Information shown:
__________________________________________________

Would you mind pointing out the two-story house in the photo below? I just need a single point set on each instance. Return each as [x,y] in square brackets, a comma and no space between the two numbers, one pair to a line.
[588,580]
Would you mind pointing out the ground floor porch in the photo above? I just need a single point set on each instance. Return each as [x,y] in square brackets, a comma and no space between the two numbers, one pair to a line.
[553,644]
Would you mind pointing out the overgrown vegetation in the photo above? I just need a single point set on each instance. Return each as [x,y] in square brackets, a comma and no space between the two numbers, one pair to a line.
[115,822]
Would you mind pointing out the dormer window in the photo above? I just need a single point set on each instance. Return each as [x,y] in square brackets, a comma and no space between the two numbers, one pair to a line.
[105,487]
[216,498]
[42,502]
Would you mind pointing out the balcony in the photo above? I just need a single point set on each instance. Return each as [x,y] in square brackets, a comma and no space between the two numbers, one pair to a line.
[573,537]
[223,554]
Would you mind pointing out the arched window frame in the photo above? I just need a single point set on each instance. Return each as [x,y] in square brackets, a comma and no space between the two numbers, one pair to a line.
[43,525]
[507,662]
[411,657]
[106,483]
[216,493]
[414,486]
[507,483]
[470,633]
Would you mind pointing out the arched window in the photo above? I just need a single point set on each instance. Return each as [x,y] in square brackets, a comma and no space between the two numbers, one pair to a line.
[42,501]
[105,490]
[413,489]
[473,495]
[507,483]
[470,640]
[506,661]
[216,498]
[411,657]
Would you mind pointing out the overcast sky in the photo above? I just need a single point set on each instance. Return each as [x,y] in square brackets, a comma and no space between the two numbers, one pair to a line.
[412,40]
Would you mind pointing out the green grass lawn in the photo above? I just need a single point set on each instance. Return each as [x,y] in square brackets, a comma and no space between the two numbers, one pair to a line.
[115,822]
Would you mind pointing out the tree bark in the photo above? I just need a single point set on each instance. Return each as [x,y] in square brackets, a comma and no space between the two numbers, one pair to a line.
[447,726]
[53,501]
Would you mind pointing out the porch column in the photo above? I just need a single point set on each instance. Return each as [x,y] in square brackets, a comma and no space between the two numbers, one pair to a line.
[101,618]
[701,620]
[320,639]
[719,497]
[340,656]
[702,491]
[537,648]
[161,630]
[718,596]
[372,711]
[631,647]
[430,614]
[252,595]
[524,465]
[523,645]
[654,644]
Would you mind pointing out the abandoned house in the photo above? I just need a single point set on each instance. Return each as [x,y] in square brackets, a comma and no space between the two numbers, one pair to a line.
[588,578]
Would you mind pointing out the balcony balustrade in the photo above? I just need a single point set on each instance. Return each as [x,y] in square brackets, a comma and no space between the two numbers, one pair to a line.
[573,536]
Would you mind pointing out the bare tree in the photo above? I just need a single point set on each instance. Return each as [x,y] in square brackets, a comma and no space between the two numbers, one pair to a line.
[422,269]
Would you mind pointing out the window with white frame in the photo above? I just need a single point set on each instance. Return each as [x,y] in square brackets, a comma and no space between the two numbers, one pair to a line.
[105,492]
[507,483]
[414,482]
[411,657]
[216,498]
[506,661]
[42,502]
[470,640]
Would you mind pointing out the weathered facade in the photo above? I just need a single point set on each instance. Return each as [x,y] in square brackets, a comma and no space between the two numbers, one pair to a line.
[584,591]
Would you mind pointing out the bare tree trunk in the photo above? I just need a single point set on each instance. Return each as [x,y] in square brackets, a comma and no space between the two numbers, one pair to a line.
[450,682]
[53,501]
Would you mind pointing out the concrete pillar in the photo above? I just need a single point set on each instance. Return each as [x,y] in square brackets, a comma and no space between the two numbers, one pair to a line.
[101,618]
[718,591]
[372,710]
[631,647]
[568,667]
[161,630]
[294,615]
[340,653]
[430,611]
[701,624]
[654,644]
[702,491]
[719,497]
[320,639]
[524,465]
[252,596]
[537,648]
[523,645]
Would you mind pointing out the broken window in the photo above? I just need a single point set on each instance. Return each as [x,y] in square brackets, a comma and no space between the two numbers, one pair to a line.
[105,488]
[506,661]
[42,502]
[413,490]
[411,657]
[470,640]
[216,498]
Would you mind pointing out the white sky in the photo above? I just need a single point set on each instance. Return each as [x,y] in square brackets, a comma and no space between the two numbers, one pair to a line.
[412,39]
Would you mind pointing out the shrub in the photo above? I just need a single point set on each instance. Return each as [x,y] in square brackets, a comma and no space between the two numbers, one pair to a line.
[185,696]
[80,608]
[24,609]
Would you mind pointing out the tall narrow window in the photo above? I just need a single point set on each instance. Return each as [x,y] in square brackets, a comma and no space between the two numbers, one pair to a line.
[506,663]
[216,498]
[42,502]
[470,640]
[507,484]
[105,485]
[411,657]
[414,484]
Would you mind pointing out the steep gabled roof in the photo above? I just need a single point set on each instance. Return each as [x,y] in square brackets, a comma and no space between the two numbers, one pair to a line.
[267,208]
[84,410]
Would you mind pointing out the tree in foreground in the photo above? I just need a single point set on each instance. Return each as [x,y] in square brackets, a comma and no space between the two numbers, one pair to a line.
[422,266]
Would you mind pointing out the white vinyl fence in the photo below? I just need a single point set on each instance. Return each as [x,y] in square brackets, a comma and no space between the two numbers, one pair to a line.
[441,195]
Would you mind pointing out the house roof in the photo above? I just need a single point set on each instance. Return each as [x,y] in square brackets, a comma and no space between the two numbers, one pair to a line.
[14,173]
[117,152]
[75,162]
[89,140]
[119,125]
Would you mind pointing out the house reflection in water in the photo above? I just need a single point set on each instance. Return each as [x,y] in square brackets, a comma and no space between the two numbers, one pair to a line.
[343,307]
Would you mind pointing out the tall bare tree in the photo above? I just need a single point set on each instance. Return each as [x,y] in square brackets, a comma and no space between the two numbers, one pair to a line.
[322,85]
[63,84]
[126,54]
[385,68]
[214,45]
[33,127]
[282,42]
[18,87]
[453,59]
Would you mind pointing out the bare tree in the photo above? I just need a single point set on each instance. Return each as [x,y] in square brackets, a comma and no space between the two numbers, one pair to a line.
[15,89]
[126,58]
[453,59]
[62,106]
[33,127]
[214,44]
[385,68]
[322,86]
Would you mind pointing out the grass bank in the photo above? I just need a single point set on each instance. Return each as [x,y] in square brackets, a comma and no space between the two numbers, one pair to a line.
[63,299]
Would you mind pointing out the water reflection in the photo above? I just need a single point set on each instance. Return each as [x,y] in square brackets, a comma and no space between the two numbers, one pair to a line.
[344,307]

__________________________________________________

Goal: Copy the records exactly, from the line containing "Would you mind pointing out the grass" through the last line of the records, both ends included.

Solved problem:
Would you mind pointing out the grass bank in the photo above? I just need a single point set on each instance. Return each as [x,y] in square brackets, a comma and no space between the two numbers, one pair to a line.
[63,299]
Would you mind pointing out the water reflection in the photo above? I just need a single point set on each instance. Return each as [x,y] in square brackets, a comma and no space between the two numbers, one pair to a line.
[344,307]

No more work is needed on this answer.